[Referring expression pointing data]

******

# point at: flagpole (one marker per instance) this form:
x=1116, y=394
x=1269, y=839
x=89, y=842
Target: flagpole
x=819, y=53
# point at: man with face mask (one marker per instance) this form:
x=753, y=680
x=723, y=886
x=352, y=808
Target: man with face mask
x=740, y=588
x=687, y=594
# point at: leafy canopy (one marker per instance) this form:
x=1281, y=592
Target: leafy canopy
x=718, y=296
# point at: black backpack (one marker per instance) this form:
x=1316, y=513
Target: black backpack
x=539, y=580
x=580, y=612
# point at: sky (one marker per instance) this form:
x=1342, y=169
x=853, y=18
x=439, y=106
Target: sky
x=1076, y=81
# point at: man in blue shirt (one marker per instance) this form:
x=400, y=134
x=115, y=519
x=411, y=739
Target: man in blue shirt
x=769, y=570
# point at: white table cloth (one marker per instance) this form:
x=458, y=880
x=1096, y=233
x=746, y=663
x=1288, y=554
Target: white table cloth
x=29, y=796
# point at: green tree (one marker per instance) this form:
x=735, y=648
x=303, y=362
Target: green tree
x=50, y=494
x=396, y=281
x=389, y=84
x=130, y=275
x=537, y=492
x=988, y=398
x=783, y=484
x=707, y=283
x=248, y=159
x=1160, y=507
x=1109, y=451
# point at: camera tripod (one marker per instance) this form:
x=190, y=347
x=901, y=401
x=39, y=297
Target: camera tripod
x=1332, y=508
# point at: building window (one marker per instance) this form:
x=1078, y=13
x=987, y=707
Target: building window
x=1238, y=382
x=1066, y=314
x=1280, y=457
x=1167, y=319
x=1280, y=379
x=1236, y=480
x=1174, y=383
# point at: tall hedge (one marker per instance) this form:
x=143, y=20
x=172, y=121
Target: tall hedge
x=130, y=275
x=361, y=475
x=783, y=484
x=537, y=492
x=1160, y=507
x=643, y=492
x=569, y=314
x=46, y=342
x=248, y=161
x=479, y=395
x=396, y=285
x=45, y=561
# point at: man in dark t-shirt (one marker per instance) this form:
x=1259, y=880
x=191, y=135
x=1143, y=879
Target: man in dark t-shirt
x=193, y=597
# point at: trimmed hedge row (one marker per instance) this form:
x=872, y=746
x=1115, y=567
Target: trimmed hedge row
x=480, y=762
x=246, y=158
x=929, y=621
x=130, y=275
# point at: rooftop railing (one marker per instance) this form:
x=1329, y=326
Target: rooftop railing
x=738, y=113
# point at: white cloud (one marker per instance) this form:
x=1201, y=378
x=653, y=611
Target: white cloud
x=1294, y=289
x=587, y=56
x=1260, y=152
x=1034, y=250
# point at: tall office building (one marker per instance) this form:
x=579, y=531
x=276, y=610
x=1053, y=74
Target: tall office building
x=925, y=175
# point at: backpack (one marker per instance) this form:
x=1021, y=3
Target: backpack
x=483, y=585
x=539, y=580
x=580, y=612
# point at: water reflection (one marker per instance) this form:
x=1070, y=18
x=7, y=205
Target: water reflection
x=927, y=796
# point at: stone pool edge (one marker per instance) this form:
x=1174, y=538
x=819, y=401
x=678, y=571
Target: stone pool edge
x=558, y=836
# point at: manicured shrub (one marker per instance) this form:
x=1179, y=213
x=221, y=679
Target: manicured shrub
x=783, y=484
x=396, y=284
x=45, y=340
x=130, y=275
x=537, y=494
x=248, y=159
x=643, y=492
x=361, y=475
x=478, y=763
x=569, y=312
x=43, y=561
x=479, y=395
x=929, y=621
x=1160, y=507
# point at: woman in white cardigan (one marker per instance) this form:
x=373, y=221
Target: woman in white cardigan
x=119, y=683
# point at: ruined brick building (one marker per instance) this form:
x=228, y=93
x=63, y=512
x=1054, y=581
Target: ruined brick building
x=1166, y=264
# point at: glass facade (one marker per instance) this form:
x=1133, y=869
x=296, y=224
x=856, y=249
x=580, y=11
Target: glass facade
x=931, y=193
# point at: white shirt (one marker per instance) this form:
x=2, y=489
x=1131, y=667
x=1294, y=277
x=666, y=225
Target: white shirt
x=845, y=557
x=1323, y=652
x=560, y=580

******

**THE PROBLEM:** All the entries must be retyped exactly.

**WRITTEN ANSWER:**
# point at: flagpole (one marker per instance) this form:
x=1116, y=394
x=1269, y=839
x=89, y=842
Target: flagpole
x=819, y=53
# point at: man with face mask (one marker per instance) this form:
x=753, y=680
x=723, y=886
x=352, y=808
Target: man with face mask
x=740, y=588
x=687, y=594
# point at: leafy canopy (one marker per instance) this form:
x=1281, y=592
Target: leafy canopy
x=718, y=296
# point at: black backpack (one marker per instance) this form:
x=1316, y=513
Target: black backpack
x=539, y=580
x=580, y=612
# point at: sky (one marker per instance) this form:
x=1342, y=169
x=853, y=18
x=439, y=106
Target: sky
x=1076, y=81
# point at: man in blue shirt (one marker per instance) this form:
x=400, y=134
x=115, y=519
x=411, y=739
Target: man in blue shirt
x=769, y=570
# point at: white table cloth (one marker per instance) this form:
x=458, y=880
x=1096, y=233
x=746, y=663
x=1288, y=554
Target: white table cloth
x=29, y=796
# point at: green tree (one marker per instance) this form:
x=735, y=648
x=303, y=362
Target: green tree
x=50, y=494
x=396, y=281
x=389, y=84
x=130, y=275
x=537, y=492
x=988, y=398
x=783, y=484
x=707, y=283
x=248, y=159
x=1160, y=507
x=1109, y=451
# point at: camera tripod (one marker per instance) this form:
x=190, y=347
x=901, y=401
x=39, y=297
Target: camera tripod
x=1332, y=508
# point at: building window (one marker per instance) this form:
x=1078, y=13
x=987, y=707
Target: building window
x=1238, y=382
x=1066, y=314
x=1280, y=457
x=1167, y=319
x=1280, y=379
x=1236, y=480
x=1174, y=383
# point at: tall hedge (one marker per instance) this form:
x=143, y=20
x=172, y=121
Target: tall hedge
x=130, y=275
x=361, y=475
x=783, y=484
x=537, y=492
x=1160, y=507
x=643, y=492
x=569, y=314
x=46, y=342
x=248, y=161
x=479, y=395
x=396, y=285
x=45, y=561
# point at: man in dark t-shirt (one marker per instance) this form:
x=1259, y=880
x=191, y=135
x=1143, y=879
Target: man in dark t-shirt
x=193, y=597
# point at: trimmed hedge row (one marker per instance) this form:
x=872, y=746
x=1115, y=567
Target: trimmed hedge row
x=480, y=762
x=246, y=158
x=929, y=621
x=130, y=275
# point at: rooftop railing (one marker per instance) this form:
x=1329, y=326
Target: rooftop railing
x=738, y=113
# point at: white cloud (one marker per instance) this form:
x=1201, y=378
x=653, y=611
Target: white cloud
x=1294, y=289
x=587, y=56
x=1260, y=152
x=1034, y=250
# point at: tall office building (one marker per instance) this form:
x=579, y=531
x=276, y=610
x=1053, y=74
Target: tall office building
x=925, y=175
# point at: backpack (one marker per instance) this form:
x=1021, y=3
Target: backpack
x=483, y=585
x=539, y=580
x=580, y=612
# point at: water reflection (one marker per instance) this form:
x=1070, y=18
x=7, y=205
Target: water reflection
x=927, y=796
# point at: stone pool edge (one marker per instance) this form:
x=1174, y=538
x=819, y=401
x=678, y=571
Target: stone pool edge
x=558, y=836
# point at: manicured shrub (one marker per instance) this form:
x=1179, y=213
x=221, y=679
Target: manicured shrub
x=783, y=484
x=396, y=284
x=45, y=340
x=130, y=275
x=537, y=494
x=248, y=159
x=643, y=492
x=361, y=475
x=478, y=763
x=569, y=312
x=43, y=561
x=479, y=395
x=929, y=621
x=1160, y=507
# point at: woman in white cardigan (one marker per instance) this form:
x=373, y=221
Target: woman in white cardigan
x=119, y=683
# point at: ruined brick building (one marker per instance) this form:
x=228, y=93
x=63, y=512
x=1054, y=581
Target: ruined brick building
x=1166, y=264
# point at: glass facade (one marker per instance) this form:
x=1133, y=869
x=296, y=224
x=856, y=249
x=580, y=11
Target: glass facade
x=931, y=193
# point at: white shirt (one marker per instance) this form:
x=2, y=489
x=1131, y=667
x=1294, y=277
x=666, y=225
Target: white shirt
x=845, y=557
x=1323, y=652
x=560, y=580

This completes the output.